## Provided data
____________
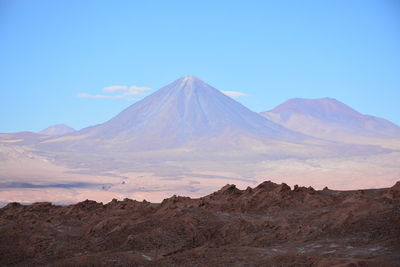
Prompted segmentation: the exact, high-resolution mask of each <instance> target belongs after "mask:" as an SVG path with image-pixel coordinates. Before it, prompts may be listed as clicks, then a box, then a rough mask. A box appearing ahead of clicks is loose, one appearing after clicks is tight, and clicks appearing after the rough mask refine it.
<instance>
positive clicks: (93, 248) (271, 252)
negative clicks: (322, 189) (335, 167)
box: [0, 181, 400, 266]
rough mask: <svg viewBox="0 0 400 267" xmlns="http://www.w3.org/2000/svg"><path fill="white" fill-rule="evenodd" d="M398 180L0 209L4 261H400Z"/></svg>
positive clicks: (114, 262) (86, 262) (66, 261)
mask: <svg viewBox="0 0 400 267" xmlns="http://www.w3.org/2000/svg"><path fill="white" fill-rule="evenodd" d="M399 192H400V183H397V184H396V185H395V186H393V187H392V188H388V189H373V190H372V189H371V190H357V191H335V190H322V191H316V190H314V189H313V188H311V187H309V188H307V187H299V186H297V187H295V188H294V190H291V189H290V187H289V186H288V185H286V184H280V185H278V184H275V183H272V182H270V181H268V182H264V183H262V184H260V185H259V186H257V187H255V188H253V189H252V188H247V189H246V190H240V189H238V188H236V186H235V185H226V186H224V187H223V188H222V189H221V190H219V191H217V192H215V193H213V194H210V195H208V196H205V197H202V198H200V199H191V198H188V197H180V196H173V197H171V198H168V199H165V200H164V201H163V202H162V203H160V204H155V203H149V202H147V201H143V202H138V201H135V200H129V199H124V200H123V201H118V200H116V199H114V200H113V201H111V202H110V203H108V204H105V205H104V204H102V203H97V202H95V201H90V200H86V201H83V202H80V203H77V204H75V205H70V206H55V205H52V204H51V203H34V204H32V205H29V206H24V205H20V204H18V203H10V204H8V205H7V206H5V207H3V208H2V209H0V266H46V265H47V266H229V265H232V266H400V265H399V263H400V197H399Z"/></svg>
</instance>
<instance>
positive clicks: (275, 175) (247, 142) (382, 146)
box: [0, 77, 400, 202]
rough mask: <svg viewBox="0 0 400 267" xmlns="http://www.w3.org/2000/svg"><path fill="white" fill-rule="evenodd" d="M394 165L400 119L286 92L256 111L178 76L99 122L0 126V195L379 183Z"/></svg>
mask: <svg viewBox="0 0 400 267" xmlns="http://www.w3.org/2000/svg"><path fill="white" fill-rule="evenodd" d="M21 166H24V167H23V168H21ZM399 166H400V128H399V127H398V126H397V125H395V124H393V123H391V122H389V121H387V120H384V119H381V118H377V117H373V116H368V115H363V114H361V113H359V112H357V111H355V110H354V109H352V108H350V107H348V106H346V105H345V104H343V103H341V102H339V101H337V100H335V99H331V98H323V99H291V100H288V101H287V102H285V103H283V104H281V105H279V106H278V107H276V108H274V109H273V110H270V111H267V112H263V113H261V114H259V113H255V112H253V111H251V110H249V109H248V108H246V107H245V106H243V105H242V104H240V103H238V102H237V101H235V100H234V99H232V98H230V97H228V96H226V95H225V94H223V93H221V92H220V91H219V90H217V89H215V88H214V87H212V86H210V85H208V84H206V83H205V82H203V81H201V80H200V79H198V78H195V77H183V78H180V79H178V80H176V81H174V82H172V83H171V84H169V85H167V86H165V87H163V88H161V89H159V90H158V91H156V92H155V93H153V94H151V95H149V96H147V97H145V98H144V99H142V100H141V101H138V102H136V103H134V104H133V105H131V106H129V107H128V108H126V109H125V110H123V111H122V112H121V113H119V114H118V115H116V116H115V117H113V118H111V119H110V120H108V121H106V122H104V123H102V124H99V125H95V126H91V127H87V128H84V129H81V130H78V131H74V129H72V128H70V127H68V126H66V125H55V126H51V127H49V128H47V129H45V130H43V131H41V132H39V133H32V132H19V133H2V134H0V192H1V194H0V202H6V201H9V200H10V199H11V198H12V199H15V200H17V199H16V198H15V197H14V196H18V200H19V201H22V200H24V201H27V202H29V201H31V199H32V197H35V198H36V199H37V200H49V199H54V200H55V201H67V202H68V201H69V202H70V201H73V200H82V198H83V199H86V198H91V199H97V200H102V199H107V198H108V197H115V195H116V194H117V195H119V196H121V197H122V196H123V197H135V198H144V196H146V198H152V199H153V200H157V199H158V200H160V198H161V196H162V197H165V196H167V195H170V194H177V193H180V194H183V195H188V196H189V195H190V196H198V197H199V196H201V194H205V193H209V192H211V191H212V190H215V189H216V188H217V187H219V186H221V184H225V183H227V182H231V181H233V180H234V181H235V182H236V183H239V184H240V185H242V186H248V185H251V184H255V183H257V182H260V181H261V180H265V179H266V178H268V179H271V180H275V181H277V182H281V181H287V182H288V183H290V184H291V185H294V184H303V185H312V186H315V187H317V188H318V187H319V186H320V185H328V186H330V187H333V188H340V189H356V188H372V187H385V186H388V185H391V184H393V182H394V181H397V180H398V175H399V173H400V169H399ZM282 177H283V178H284V179H283V178H282ZM29 188H31V189H29ZM37 188H46V190H44V191H41V190H37ZM3 189H4V190H3ZM1 190H3V191H1ZM27 190H28V191H29V190H31V191H29V192H31V193H30V195H27V194H26V192H28V191H27ZM60 192H64V193H66V192H67V193H66V195H64V199H63V200H60V199H59V198H60V196H61V195H62V194H60Z"/></svg>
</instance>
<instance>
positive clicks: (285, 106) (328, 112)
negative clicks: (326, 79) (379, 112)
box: [261, 98, 400, 143]
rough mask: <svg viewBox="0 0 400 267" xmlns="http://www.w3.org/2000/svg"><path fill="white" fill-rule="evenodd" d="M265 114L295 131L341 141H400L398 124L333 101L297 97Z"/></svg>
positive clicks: (339, 102) (291, 99) (349, 141)
mask: <svg viewBox="0 0 400 267" xmlns="http://www.w3.org/2000/svg"><path fill="white" fill-rule="evenodd" d="M261 115H263V116H264V117H265V118H267V119H269V120H271V121H273V122H275V123H278V124H280V125H282V126H285V127H287V128H289V129H291V130H295V131H298V132H301V133H304V134H307V135H310V136H314V137H318V138H324V139H328V140H335V141H340V142H355V143H369V142H371V140H377V139H398V138H400V127H399V126H397V125H396V124H394V123H392V122H390V121H387V120H385V119H382V118H378V117H374V116H370V115H364V114H361V113H360V112H358V111H356V110H354V109H352V108H351V107H349V106H347V105H345V104H343V103H342V102H340V101H338V100H336V99H333V98H320V99H303V98H294V99H290V100H288V101H286V102H284V103H283V104H281V105H279V106H277V107H276V108H274V109H272V110H270V111H266V112H262V113H261Z"/></svg>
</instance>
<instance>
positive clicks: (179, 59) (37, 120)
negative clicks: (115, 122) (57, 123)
mask: <svg viewBox="0 0 400 267" xmlns="http://www.w3.org/2000/svg"><path fill="white" fill-rule="evenodd" d="M185 75H194V76H197V77H199V78H201V79H203V80H204V81H206V82H207V83H209V84H211V85H213V86H214V87H216V88H218V89H220V90H228V91H239V92H244V93H246V94H247V96H246V97H241V98H238V101H240V102H241V103H243V104H244V105H246V106H247V107H249V108H250V109H252V110H253V111H257V112H259V111H265V110H268V109H271V108H273V107H274V106H276V105H278V104H280V103H281V102H283V101H285V100H287V99H289V98H293V97H305V98H319V97H334V98H337V99H338V100H340V101H342V102H344V103H346V104H348V105H350V106H351V107H353V108H355V109H356V110H358V111H360V112H362V113H366V114H371V115H375V116H379V117H383V118H386V119H389V120H391V121H393V122H395V123H397V124H400V1H397V0H393V1H390V0H381V1H378V0H373V1H368V0H360V1H353V0H337V1H321V0H318V1H300V0H299V1H284V0H277V1H251V0H243V1H233V0H230V1H215V0H212V1H205V0H202V1H189V0H185V1H173V0H168V1H163V0H160V1H118V0H117V1H88V0H85V1H82V0H77V1H73V0H68V1H66V0H65V1H64V0H57V1H53V0H51V1H50V0H49V1H45V0H40V1H33V0H26V1H24V0H0V90H1V103H0V113H1V117H0V132H12V131H22V130H30V131H38V130H41V129H43V128H45V127H47V126H48V125H51V124H56V123H66V124H68V125H70V126H72V127H74V128H77V129H79V128H83V127H86V126H90V125H93V124H97V123H101V122H104V121H106V120H108V119H110V118H111V117H112V116H114V115H116V114H117V113H118V112H119V111H121V110H122V109H124V108H126V107H128V106H129V105H131V104H133V103H134V102H135V100H127V99H126V98H116V97H115V98H88V97H77V95H78V94H80V93H85V94H87V95H98V94H100V95H107V94H113V93H110V92H102V88H104V87H109V86H115V85H119V86H133V85H135V86H140V87H150V88H153V91H154V90H156V89H159V88H160V87H162V86H164V85H166V84H168V83H170V82H172V81H173V80H175V79H177V78H179V77H181V76H185ZM118 92H120V91H118ZM118 92H114V94H115V93H118ZM149 92H152V91H145V93H147V94H148V93H149ZM136 99H137V98H136Z"/></svg>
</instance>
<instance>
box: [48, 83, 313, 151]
mask: <svg viewBox="0 0 400 267" xmlns="http://www.w3.org/2000/svg"><path fill="white" fill-rule="evenodd" d="M313 139H315V138H312V137H309V136H306V135H304V134H302V133H299V132H295V131H292V130H289V129H287V128H285V127H283V126H281V125H279V124H277V123H274V122H272V121H270V120H268V119H266V118H264V117H263V116H261V115H259V114H257V113H255V112H253V111H251V110H249V109H248V108H246V107H244V106H243V105H242V104H240V103H238V102H237V101H235V100H233V99H232V98H230V97H228V96H226V95H225V94H223V93H221V92H220V91H219V90H217V89H215V88H213V87H212V86H210V85H208V84H206V83H204V82H203V81H201V80H199V79H198V78H195V77H183V78H181V79H178V80H176V81H175V82H173V83H171V84H169V85H167V86H165V87H163V88H161V89H160V90H158V91H157V92H155V93H153V94H152V95H150V96H148V97H146V98H144V99H143V100H141V101H139V102H137V103H135V104H133V105H131V106H130V107H128V108H127V109H125V110H124V111H122V112H121V113H120V114H118V115H117V116H115V117H114V118H112V119H111V120H109V121H107V122H105V123H103V124H99V125H96V126H93V127H88V128H85V129H82V130H80V131H77V132H74V133H72V134H68V135H64V136H62V137H59V138H55V139H51V140H47V141H44V142H42V143H41V146H42V147H45V148H51V149H56V150H77V149H78V150H82V149H86V151H93V150H98V149H102V150H103V149H106V150H108V151H112V150H114V151H140V150H159V149H172V148H179V147H183V146H184V147H192V148H197V149H203V150H210V149H211V150H226V149H248V148H249V147H251V146H254V145H255V144H256V145H257V144H264V145H266V144H269V145H271V143H274V142H275V143H276V142H290V143H302V142H307V141H310V140H313ZM314 142H315V140H314Z"/></svg>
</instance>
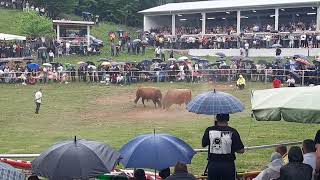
____________
## Work task
Reproduce the records word for word, starting at the beginning and stopping after the line that contains "box: [0, 181, 400, 266]". Leave the pictures out.

## Exercise result
Prompted segmentation: the exact, high-resolution mask of each <instance> target belongs after "mask:" as an SVG path with image-pixel coordinates. Before it, prompts may be listed as clicks, then a box, then a rough mask. A box appearing ahead of clicks is loose, one appearing after clicks is tight, and clicks appearing after the rough mask refine it.
<instance>
positive clicks: (93, 248) (271, 252)
negative clicks: (322, 189) (335, 167)
box: [0, 181, 400, 266]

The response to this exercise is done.